# WHAT THE TASK ASKS
Look through the entries below. Say how many lines include "parts", with nothing added.
┌──
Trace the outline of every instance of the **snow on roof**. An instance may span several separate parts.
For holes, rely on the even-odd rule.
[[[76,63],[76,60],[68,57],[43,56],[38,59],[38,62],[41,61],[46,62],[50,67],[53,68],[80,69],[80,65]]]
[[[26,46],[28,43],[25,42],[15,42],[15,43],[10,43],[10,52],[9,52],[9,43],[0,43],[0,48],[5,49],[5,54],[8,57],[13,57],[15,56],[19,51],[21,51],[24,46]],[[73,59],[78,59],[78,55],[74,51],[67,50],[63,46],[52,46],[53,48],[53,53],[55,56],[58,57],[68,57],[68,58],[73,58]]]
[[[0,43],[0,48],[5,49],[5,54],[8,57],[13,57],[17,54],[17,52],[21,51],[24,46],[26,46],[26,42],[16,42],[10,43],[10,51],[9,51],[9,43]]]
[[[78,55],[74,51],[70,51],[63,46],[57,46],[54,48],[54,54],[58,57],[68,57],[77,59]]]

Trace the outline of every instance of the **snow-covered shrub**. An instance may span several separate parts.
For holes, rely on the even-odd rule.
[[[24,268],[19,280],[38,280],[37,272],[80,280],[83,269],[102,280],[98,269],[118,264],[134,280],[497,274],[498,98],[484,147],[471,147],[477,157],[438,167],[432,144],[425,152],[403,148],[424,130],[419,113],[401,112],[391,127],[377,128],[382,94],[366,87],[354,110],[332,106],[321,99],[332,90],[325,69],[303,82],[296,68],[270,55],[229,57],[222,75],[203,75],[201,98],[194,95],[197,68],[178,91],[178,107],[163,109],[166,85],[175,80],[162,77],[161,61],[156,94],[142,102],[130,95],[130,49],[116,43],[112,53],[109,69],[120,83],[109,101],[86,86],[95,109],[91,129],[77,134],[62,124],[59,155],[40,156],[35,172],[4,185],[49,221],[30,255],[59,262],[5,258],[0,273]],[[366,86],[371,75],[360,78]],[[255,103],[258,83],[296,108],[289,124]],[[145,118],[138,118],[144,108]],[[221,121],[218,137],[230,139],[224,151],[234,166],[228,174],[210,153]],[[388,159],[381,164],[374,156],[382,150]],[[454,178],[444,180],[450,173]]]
└──
# EXERCISE RESPONSE
2